Quoted passage:

-- Opening Marker --

The collaborative cluster environment created by Alberta’s Industrial Heartland Association ‘helps support partnerships, drive innovation and can help unlock new trade relationships, while advancing green technologies.
Collaboration and innovation are key to succeeding in an increasingly competitive global market. This ethos was at the core of a decision taken by four Alberta municipalities in 1998 to join together and form Alberta’s Industrial Heartland Association; a non-profit association with the goal of attracting worldwide investment to this resource-rich region and to create an advanced chemistry manufacturing supercluster. These municipalities believed it was better to collaborate rather than compete with each other, and that an investment in one part of the region would benefit the Heartland as a whole.

-- Closing Marker --

Data supplied:
-- Opening Marker --

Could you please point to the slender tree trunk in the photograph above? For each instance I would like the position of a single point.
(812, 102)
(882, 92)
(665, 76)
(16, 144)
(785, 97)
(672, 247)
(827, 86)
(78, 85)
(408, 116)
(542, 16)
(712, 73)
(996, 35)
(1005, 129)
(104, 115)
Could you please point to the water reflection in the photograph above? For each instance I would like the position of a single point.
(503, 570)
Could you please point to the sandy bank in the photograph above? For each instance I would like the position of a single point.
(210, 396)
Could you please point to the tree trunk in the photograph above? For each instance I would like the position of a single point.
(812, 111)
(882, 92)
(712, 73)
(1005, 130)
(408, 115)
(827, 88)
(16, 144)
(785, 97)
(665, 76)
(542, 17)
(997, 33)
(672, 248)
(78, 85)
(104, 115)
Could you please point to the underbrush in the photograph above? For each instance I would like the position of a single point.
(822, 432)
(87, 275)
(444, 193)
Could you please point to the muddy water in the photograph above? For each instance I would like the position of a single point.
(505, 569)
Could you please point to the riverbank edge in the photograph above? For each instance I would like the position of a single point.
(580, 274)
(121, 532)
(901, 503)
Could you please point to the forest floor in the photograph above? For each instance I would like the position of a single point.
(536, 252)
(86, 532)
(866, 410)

-- Closing Marker --
-- Opening Marker --

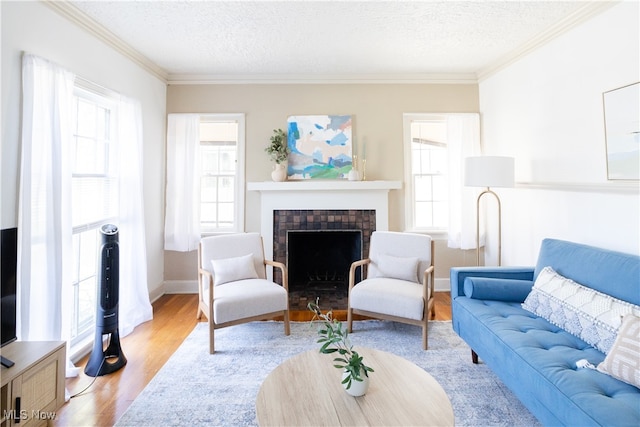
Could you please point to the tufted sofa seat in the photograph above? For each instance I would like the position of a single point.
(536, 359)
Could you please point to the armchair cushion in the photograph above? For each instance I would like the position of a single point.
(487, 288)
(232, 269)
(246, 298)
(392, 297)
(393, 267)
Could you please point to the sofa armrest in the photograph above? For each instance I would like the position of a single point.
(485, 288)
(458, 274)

-- Closing Marker --
-- Opening Marker --

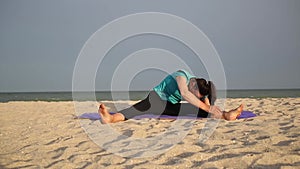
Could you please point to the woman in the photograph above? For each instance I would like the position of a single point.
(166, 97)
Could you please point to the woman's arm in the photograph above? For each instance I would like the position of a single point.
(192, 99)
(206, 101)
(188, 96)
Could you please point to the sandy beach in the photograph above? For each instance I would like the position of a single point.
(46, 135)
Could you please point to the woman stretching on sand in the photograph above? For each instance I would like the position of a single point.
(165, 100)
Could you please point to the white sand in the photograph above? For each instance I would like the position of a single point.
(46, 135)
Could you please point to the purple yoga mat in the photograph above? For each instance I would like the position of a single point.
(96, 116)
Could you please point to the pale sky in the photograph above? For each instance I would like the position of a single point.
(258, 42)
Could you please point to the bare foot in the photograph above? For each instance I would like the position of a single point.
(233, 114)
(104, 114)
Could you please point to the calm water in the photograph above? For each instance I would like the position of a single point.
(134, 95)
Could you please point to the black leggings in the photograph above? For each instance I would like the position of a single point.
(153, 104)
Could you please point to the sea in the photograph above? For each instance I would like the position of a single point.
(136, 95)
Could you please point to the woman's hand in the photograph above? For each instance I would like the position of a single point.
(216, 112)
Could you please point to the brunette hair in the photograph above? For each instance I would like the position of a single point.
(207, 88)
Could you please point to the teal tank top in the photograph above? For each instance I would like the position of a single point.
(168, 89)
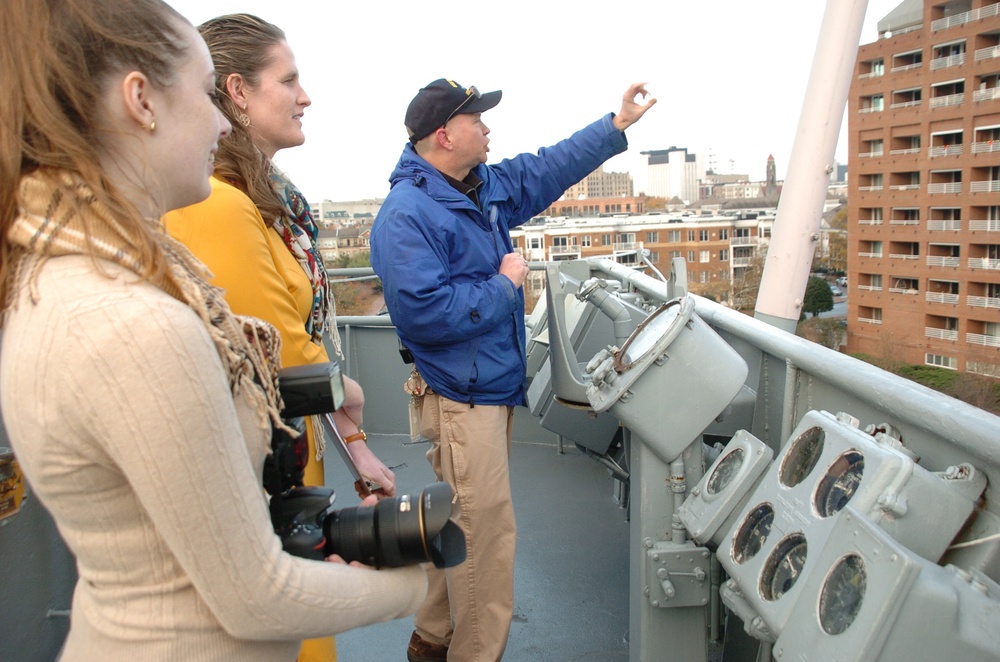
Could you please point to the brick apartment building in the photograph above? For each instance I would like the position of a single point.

-- Closing Marker --

Brief 1: Reproduce the passage about Alberta's Industrial Heartland Association word for word from "The collaborative cluster" to "advancing green technologies.".
Brief 2: Carry on the passage about Alberta's Industrial Heartland Association, starting after its last sentence.
The entries have no connection to the passage about Alberta's Industrial Heartland Association.

Response 1:
The collaborative cluster environment created by Alberta’s Industrial Heartland Association ‘helps support partnerships, drive innovation and can help unlock new trade relationships, while advancing green technologies.

Response 2:
Twenty years later, these visionary mayors have been proven right. Through research and investment in clean technologies, efforts to create an inclusive workforce and an overall ambition for collaboration, the 582 square-kilometer area known as Alberta’s Industrial Heartland has grown to be a world-class value-add energy cluster at the heart of Canada’s economy. Thanks to government and industry working together, our region has been able to attract $40 billion in capital investments, support 25,000 direct and indirect jobs, and generate $1.5 billion in annual spending in addition to the substantial taxes paid by the over 40 companies located here. The products processed and produced support advanced chemistry manufacturing at home and across the world, helping to produce essentials like detergents, fertilizers and food packaging, life-saving medical equipment and even our Canadian dollar bills.
Budget 2018 clearly articulated the importance of research and an inclusive labour market to innovating and unlocking Canada’s economic potential. Companies in Alberta’s Industrial Heartland are tapping this potential by making significant strides forward in advanced research, adopting green technologies, and creating a more inclusive workforce.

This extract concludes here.